| To be done |
Revise the data below by substituting "nonzero fill" for every occurrence of "even-odd fill", keeping all other text identical.

| Data extracted from a collection |
———
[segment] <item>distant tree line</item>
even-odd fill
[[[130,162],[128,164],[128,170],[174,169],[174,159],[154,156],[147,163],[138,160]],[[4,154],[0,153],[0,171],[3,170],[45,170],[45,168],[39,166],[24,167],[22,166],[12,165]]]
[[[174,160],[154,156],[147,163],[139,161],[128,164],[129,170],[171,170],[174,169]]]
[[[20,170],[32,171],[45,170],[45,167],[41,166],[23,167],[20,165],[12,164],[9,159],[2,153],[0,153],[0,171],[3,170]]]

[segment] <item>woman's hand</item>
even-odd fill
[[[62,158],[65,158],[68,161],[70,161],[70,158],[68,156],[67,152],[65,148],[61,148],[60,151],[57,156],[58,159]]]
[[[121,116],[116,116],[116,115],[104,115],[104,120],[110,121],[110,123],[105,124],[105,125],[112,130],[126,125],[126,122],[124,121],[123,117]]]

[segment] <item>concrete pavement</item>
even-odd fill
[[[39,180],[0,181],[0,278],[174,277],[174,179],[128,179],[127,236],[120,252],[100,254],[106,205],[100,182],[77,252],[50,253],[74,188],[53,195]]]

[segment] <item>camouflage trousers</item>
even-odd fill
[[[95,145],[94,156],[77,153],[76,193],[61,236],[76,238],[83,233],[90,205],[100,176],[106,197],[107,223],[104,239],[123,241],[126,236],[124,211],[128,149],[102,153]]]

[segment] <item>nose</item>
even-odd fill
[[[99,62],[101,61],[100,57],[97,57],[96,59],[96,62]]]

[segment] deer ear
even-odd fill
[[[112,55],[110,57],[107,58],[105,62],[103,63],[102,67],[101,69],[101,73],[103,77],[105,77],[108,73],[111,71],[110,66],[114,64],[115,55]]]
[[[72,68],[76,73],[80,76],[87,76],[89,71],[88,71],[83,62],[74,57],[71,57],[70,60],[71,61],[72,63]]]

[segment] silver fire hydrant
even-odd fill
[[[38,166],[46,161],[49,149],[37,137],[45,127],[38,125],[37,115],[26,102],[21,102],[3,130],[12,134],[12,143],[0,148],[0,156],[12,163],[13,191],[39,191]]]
———
| Response |
[segment] <item>distant tree line</item>
nonzero fill
[[[130,162],[128,164],[128,170],[174,169],[174,159],[154,156],[147,163],[138,160]],[[4,154],[0,153],[0,171],[3,170],[45,170],[45,168],[39,166],[24,167],[22,166],[12,165]]]
[[[174,160],[154,156],[147,163],[139,161],[128,164],[129,170],[171,170],[174,169]]]
[[[20,170],[32,171],[45,170],[45,167],[41,166],[23,167],[20,165],[12,164],[9,159],[2,153],[0,153],[0,171],[3,170]]]

[segment] <item>woman's hand</item>
nonzero fill
[[[62,158],[65,158],[68,161],[70,161],[70,158],[68,156],[67,152],[65,148],[61,148],[60,151],[57,156],[58,159]]]
[[[121,116],[116,116],[116,115],[104,115],[104,120],[110,121],[110,123],[105,124],[105,125],[112,130],[126,125],[126,122],[124,121],[123,117]]]

[segment] <item>concrete pavement</item>
nonzero fill
[[[39,180],[0,181],[0,278],[174,277],[174,179],[128,179],[127,236],[120,252],[100,254],[106,205],[100,182],[77,252],[50,253],[74,188],[53,195]]]

[segment] <item>camouflage trousers</item>
nonzero fill
[[[95,145],[94,156],[77,153],[76,193],[61,236],[76,238],[83,233],[90,205],[100,176],[106,197],[107,223],[104,239],[123,241],[126,236],[124,211],[128,149],[102,153]]]

[segment] <item>nose</item>
nonzero fill
[[[99,62],[101,61],[100,57],[97,57],[96,59],[96,62]]]

[segment] deer ear
nonzero fill
[[[112,55],[110,57],[107,58],[105,62],[103,63],[102,67],[101,69],[101,73],[103,77],[105,77],[108,73],[111,71],[110,66],[114,64],[115,55]]]
[[[72,68],[76,73],[80,76],[87,76],[89,71],[88,71],[83,62],[74,57],[71,57],[70,60],[71,61],[72,63]]]

[segment] silver fire hydrant
nonzero fill
[[[38,166],[46,161],[49,149],[37,137],[45,127],[38,125],[37,115],[26,102],[21,102],[3,130],[12,134],[12,143],[0,148],[0,156],[12,163],[13,191],[39,191]]]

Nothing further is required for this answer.